> _POLECENIE_:
Powiel bez żadnych zmian każdy wiersz poniższego materiału.

* * *

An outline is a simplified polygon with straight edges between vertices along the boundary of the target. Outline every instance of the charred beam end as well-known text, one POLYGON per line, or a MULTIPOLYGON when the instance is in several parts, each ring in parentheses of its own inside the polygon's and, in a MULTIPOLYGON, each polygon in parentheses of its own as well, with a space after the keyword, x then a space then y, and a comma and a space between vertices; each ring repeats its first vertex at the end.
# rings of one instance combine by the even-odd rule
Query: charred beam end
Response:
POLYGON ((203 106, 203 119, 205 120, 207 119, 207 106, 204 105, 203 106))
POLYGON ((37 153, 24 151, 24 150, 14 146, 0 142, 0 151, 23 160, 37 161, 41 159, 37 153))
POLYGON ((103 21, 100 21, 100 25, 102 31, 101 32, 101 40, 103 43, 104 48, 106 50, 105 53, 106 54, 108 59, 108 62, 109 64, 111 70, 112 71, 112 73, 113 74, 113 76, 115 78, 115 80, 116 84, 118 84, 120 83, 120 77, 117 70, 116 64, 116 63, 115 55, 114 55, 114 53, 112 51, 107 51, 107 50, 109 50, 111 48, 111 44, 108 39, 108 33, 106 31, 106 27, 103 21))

* * *

> _WYNIK ĆWICZENIA_:
An outline is a simplified polygon with straight edges between vertices along the boundary of the target. Outline every instance of the charred beam end as well-known text, one POLYGON per line, or a MULTIPOLYGON when the instance is in several parts, each ring in parentheses of its own inside the polygon's and, in a MULTIPOLYGON, each polygon in parentheses of its own as well, with a space after the keyword, x then a space then y, and a comma and a space between vertices; each ring repeats its first vertex at the end.
# rings of one instance combine by the even-odd rule
Query: charred beam end
Response:
POLYGON ((203 106, 203 119, 205 120, 207 119, 207 106, 204 105, 203 106))
POLYGON ((37 153, 24 151, 24 150, 14 146, 0 142, 0 151, 23 160, 37 161, 41 159, 37 153))
POLYGON ((103 21, 100 21, 100 25, 102 31, 101 32, 101 40, 103 43, 104 48, 106 50, 105 53, 106 54, 108 59, 108 62, 109 64, 111 70, 112 71, 112 73, 113 74, 113 76, 115 78, 115 80, 116 84, 118 84, 120 83, 120 77, 117 70, 116 64, 116 63, 115 55, 114 55, 114 53, 112 51, 107 51, 107 50, 109 50, 111 48, 111 44, 108 39, 108 33, 106 31, 106 27, 103 21))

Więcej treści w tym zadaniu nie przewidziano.